*Written task:*
Copy out every line of the material below word for word, without changing anything.

*Exercise inputs:*

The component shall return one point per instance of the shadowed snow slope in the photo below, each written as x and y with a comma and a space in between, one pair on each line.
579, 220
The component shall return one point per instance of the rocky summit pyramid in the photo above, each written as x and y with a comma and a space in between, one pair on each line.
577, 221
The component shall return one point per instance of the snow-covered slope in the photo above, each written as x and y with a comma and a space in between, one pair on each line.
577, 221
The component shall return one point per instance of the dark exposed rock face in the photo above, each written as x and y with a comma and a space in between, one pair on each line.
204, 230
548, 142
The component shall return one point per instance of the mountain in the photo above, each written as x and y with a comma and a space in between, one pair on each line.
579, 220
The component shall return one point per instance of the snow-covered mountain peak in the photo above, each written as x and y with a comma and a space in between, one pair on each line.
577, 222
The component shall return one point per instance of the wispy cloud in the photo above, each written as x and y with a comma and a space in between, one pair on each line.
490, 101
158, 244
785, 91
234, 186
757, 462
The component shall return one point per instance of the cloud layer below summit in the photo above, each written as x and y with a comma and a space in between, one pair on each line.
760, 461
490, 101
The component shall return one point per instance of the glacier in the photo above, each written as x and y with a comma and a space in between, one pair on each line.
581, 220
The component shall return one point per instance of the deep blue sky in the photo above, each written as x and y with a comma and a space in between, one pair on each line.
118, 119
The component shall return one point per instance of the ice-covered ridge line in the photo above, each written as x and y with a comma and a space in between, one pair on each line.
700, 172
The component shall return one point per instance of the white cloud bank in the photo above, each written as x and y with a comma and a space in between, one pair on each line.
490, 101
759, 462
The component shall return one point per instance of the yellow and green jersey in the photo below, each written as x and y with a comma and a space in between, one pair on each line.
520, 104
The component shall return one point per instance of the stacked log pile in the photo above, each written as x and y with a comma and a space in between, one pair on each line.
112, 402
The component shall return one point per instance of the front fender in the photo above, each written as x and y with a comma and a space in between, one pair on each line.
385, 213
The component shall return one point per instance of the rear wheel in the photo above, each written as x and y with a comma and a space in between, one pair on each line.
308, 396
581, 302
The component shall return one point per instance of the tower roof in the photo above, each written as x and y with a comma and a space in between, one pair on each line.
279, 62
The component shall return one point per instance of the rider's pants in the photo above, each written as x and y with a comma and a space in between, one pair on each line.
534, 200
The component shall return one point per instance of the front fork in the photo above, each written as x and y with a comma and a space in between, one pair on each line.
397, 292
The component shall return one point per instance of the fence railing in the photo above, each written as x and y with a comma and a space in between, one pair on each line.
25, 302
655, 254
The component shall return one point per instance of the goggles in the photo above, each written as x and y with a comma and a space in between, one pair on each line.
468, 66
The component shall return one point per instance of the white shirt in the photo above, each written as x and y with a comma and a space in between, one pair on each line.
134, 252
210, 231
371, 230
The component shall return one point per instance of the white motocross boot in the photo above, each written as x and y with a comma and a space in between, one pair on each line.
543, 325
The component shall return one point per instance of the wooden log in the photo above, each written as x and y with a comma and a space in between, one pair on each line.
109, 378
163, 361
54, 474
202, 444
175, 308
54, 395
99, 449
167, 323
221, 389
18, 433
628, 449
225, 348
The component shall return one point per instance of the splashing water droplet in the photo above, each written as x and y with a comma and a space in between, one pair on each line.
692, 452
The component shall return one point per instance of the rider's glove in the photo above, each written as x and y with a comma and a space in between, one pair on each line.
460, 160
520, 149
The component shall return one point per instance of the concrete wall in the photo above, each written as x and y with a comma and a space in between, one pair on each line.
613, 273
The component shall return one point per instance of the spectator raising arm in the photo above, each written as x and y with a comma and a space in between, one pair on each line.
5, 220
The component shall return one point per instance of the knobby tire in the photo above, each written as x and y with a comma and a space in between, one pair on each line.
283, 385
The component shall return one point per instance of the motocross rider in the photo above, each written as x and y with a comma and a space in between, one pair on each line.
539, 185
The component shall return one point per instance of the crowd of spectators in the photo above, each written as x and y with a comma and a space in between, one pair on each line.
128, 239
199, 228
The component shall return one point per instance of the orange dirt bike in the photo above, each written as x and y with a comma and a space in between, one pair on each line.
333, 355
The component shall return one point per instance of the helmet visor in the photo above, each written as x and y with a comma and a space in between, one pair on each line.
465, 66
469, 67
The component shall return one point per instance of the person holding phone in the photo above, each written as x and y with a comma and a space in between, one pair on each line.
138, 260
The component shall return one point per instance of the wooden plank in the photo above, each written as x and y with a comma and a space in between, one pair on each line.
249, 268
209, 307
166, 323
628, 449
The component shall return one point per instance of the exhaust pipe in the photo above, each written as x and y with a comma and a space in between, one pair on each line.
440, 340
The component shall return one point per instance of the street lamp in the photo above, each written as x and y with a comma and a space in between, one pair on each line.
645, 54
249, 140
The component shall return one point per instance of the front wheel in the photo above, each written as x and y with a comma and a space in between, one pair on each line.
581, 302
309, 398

*Final result:*
The component shall return one point per instance of the shadowed snow slope in the photo below, each written as x and y with a comma and a space in between, one pair on each line.
579, 220
The component shall return one point per instance of the rocky summit pyramid in the photo above, each written as x and y with a comma and a space in between, one pair on each line.
577, 221
The component shall return one point per instance of the snow-covered slope in the photo above, each written as x and y with a comma and a space in between, one pair on each line.
577, 221
The component shall return one point per instance of the dark exposed rock face in the photo above, each written as x and y with a comma and a space in between, one pair on each line.
204, 230
548, 142
The component shall return one point per instance of the mountain in the photo above, each written as x and y with a comma and a space in between, one pair on each line.
579, 220
The component shall return one point per instance of the snow-covered mountain peak in the photo above, each written as x and y with a comma and a space in between, one pair on each line.
577, 222
The component shall return one point per instance of the wispy cloud in the photo above, each written as x and y with a comma and a space in between, one pair on each line.
490, 101
158, 244
785, 91
234, 186
757, 462
The component shall return one point per instance of the cloud layer below summit in the photo above, each written as x and y with a comma and a space in between, one pair on each line.
760, 461
490, 101
The component shall return one point per instance of the glacier in the photo above, each written as x and y with a comma and a space in between, one pair on each line.
581, 220
The component shall return one point per instance of the deep blue sky in the photo above, each written as x and y with a comma and a space in between, one pair on each line.
118, 119
The component shall return one point per instance of the ice-covered ridge line in the photo above, each written as x and y with a comma and a space in between, one pair on each line.
700, 172
The component shall return one point per instance of the white cloud bank in the photo above, each written as x and y with a comma and a space in between, one pair on each line.
490, 101
759, 462
The component shall return one point per instance of the yellow and green jersey in the photo below, each written as x and y with a comma and a space in between, one pair on each line.
520, 104
The component shall return one point per instance of the stacked log pile in the photo above, each written as x and y with a comma and a space in between, one pair on each line.
112, 402
The component shall return one point per instance of the front fender in the photo above, each written as x and y with a comma and a space in between, one pair on each line.
385, 213
The component shall return one point per instance of the rear wheel in the photo above, each written as x and y with a comma and a space in between, one pair on each line.
308, 396
581, 302
The component shall return one point per instance of the tower roof in the photo above, each written as x and y with a comma and a space in between, one pair on each line.
279, 62
The component shall return one point per instance of the rider's pants in the photo above, each written as x and y with a comma and a space in between, one pair on each line.
534, 200
The component shall return one point per instance of the front fork in the photo above, each written as x and y with a comma and a space in between, one pair on each line.
397, 292
The component shall return one point per instance of the fence railing in the photo above, each written as x and y with a comma and a space in between, one pair on each line.
25, 302
655, 254
The component shall return one point per instance of the goggles in the photo above, each written as x and y with a comma and a space in between, one pair on each line.
468, 66
The component shall return one point per instance of the white shirt in the photo above, each written as x and y with a comma and a space in between, one pair on each line.
134, 252
210, 231
371, 230
The component shall return one point per instance of the white motocross boot in the photo above, each written as x and y with a comma and a space in between, one pair on each line.
543, 325
The component shall return one point per instance of the wooden log in the photo above, each written as x and y with a comma and a space in between, one pair on each line.
109, 378
163, 361
54, 474
202, 444
175, 308
54, 395
99, 449
167, 323
221, 389
18, 433
628, 449
225, 348
The component shall return one point per instance of the splashing water droplet in the photo above, each written as x and y with a comma and a space in between, one pair on each line.
692, 452
The component shall return one point per instance of the rider's glove in the photo above, each written as x and y with a comma and a space in between, one pair on each line.
460, 160
520, 149
The component shall return one point per instance of the concrete wall in the photo above, each written as x and y with a comma and a space in between, one pair on each line.
613, 273
The component shall return one point per instance of the spectator raising arm in the photo above, each written as x and y with a comma and a space in between, one pair on each line.
5, 220
The component shall return one point per instance of the knobby tire in the photo above, each written as x and y with a comma and a space in between, one pair on each line.
283, 385
The component shall return one point per instance of the motocross rider in the photo above, each written as x and y with a comma and a space in between, one pair on each line.
539, 185
The component shall return one point per instance of the crowd of spectators in the photo above, each written as x and y with a comma and a space in between, one pair on each line.
128, 239
199, 228
The component shall return one point per instance of the orange dirt bike in the photo above, each written as x and y with a comma and a space in between, one pair on each line.
333, 355
The component shall return one point per instance of the helmet visor in the photo above, each written as x and y with a comma and a space in between, one pair on each line.
465, 66
469, 67
The component shall return one point per instance of the person holding phone in the photo above, each written as x and y with a comma and a space in between, one pair on each line.
138, 260
The component shall return one point per instance of the wooden plank in the photo above, each written as x and y with a comma and a space in between, one pair on each line.
249, 268
209, 307
166, 323
628, 449
The component shall return one point per instance of the exhaust pipe in the photo above, each written as x and y with a comma and a space in between, one pair on each line.
440, 340
The component shall return one point per instance of the street lamp in the photo above, each written as x and y with a comma and a space in between, one pair on each line.
645, 54
249, 140
The component shall return one point per instance of the front wheel in the photo above, each written as x and y with a comma and a space in between, one pair on each line.
581, 302
309, 398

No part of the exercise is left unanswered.